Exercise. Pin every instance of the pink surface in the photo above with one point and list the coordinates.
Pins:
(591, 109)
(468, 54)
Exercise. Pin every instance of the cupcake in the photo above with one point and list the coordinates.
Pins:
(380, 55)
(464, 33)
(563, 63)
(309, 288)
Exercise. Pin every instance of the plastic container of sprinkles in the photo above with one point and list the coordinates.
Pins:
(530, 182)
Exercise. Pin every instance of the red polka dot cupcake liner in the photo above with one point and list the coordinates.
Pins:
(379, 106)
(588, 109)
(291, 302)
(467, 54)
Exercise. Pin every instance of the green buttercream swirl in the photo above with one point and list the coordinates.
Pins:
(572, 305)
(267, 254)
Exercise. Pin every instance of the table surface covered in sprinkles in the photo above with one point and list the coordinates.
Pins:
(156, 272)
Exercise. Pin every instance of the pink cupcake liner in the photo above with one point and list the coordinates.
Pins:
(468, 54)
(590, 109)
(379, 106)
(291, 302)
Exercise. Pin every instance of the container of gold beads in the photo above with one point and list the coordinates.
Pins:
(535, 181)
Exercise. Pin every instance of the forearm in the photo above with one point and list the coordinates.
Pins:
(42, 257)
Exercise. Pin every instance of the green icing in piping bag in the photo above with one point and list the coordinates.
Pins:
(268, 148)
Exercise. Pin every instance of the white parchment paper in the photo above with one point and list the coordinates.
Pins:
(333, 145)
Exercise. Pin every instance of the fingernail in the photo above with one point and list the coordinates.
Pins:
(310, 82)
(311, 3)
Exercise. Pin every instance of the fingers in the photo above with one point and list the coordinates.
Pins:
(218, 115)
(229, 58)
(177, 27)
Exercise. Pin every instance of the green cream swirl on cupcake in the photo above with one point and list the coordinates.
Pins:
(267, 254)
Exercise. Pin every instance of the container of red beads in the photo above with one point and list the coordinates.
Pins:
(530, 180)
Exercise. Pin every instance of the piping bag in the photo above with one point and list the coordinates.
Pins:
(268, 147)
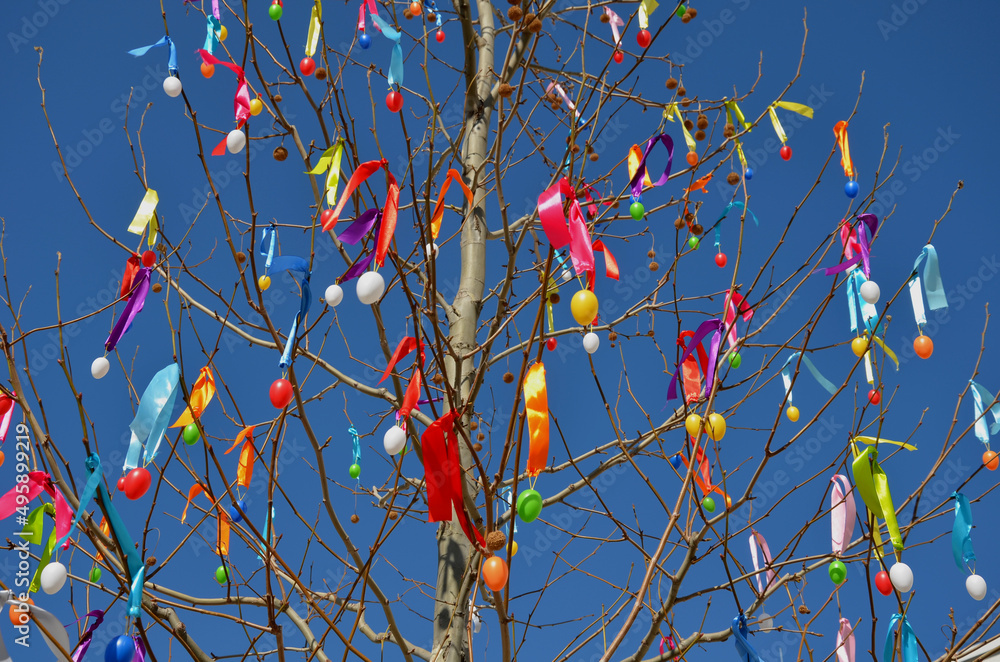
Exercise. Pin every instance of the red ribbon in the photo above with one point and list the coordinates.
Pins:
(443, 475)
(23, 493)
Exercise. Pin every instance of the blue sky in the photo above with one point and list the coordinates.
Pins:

====

◆ What to do:
Output the data exactly. Leave every picture out.

◆ Response to this exercise:
Exercise. Pin every instance of the pink surface in the photo above with one point and list the coordinates.
Pins:
(591, 109)
(468, 54)
Exercise. Pin every instance of the cupcake in the photo above with one point and list the coordinates.
Pins:
(380, 55)
(464, 33)
(563, 63)
(309, 288)
Exercise. Pin every instance of the plastic container of sprinkles in the photo above with one point and list the coordinates.
Pins:
(530, 182)
Exercise. Pin every instance of the red polka dot cupcake liner in the photo above with one point and list the coordinates.
Pins:
(379, 106)
(588, 109)
(291, 302)
(467, 54)
Exercise. Pin every instance of the green buttercream swirl in the photo above with one point and list the coordinates.
Pins:
(572, 305)
(267, 254)
Exercise. Pin every instance of the table surface covered in sprinkles in the photo above with one point and list the coordinates.
Pins:
(156, 272)
Exercise. Pin every instance of the pink cupcake liner in the photo above with one point and list the coordinates.
Pins:
(468, 54)
(590, 109)
(379, 106)
(291, 302)
Exercise. Pin every instance of the container of gold beads in the photo above with one point and list the coordinates.
Pins:
(535, 181)
Exercise. Pin every instance of the forearm in the photo above with one point and list the coordinates.
Pins:
(42, 257)
Exercise. Pin every instance of the green icing in piping bag in the photo above with one point and list the coordinates.
Pins:
(268, 148)
Exercise. Pin every instance of the white parchment paper in the photo above with one point and list the coordinates.
Pins:
(333, 145)
Exercise. Pin every instance of the fingernail in the photo above with one point and list the coordinates.
Pins:
(310, 82)
(311, 3)
Exercise. Pin every instance of the fingers in the photo above with one point and list the coordinates.
Pins:
(218, 115)
(229, 58)
(177, 27)
Exercise. Pin every instance of the green cream swirl on cupcake in the photo above with one point and list the coordinates.
Pins:
(267, 254)
Exercise. Pin every instance of the container of red beads in the photo above with one point and list the coordinates.
Pins:
(530, 180)
Exercise. Pin every instance of the piping bag in the photo above with one point and list the coordinates.
Pins:
(268, 147)
Exercise. Pin every instance of the red ribbon in the photo above with one point and list the coordinates.
Pins:
(443, 475)
(23, 493)
Exercise. Pin every instance of the blue sky in the photo above with one point and list the coordinates.
Pins:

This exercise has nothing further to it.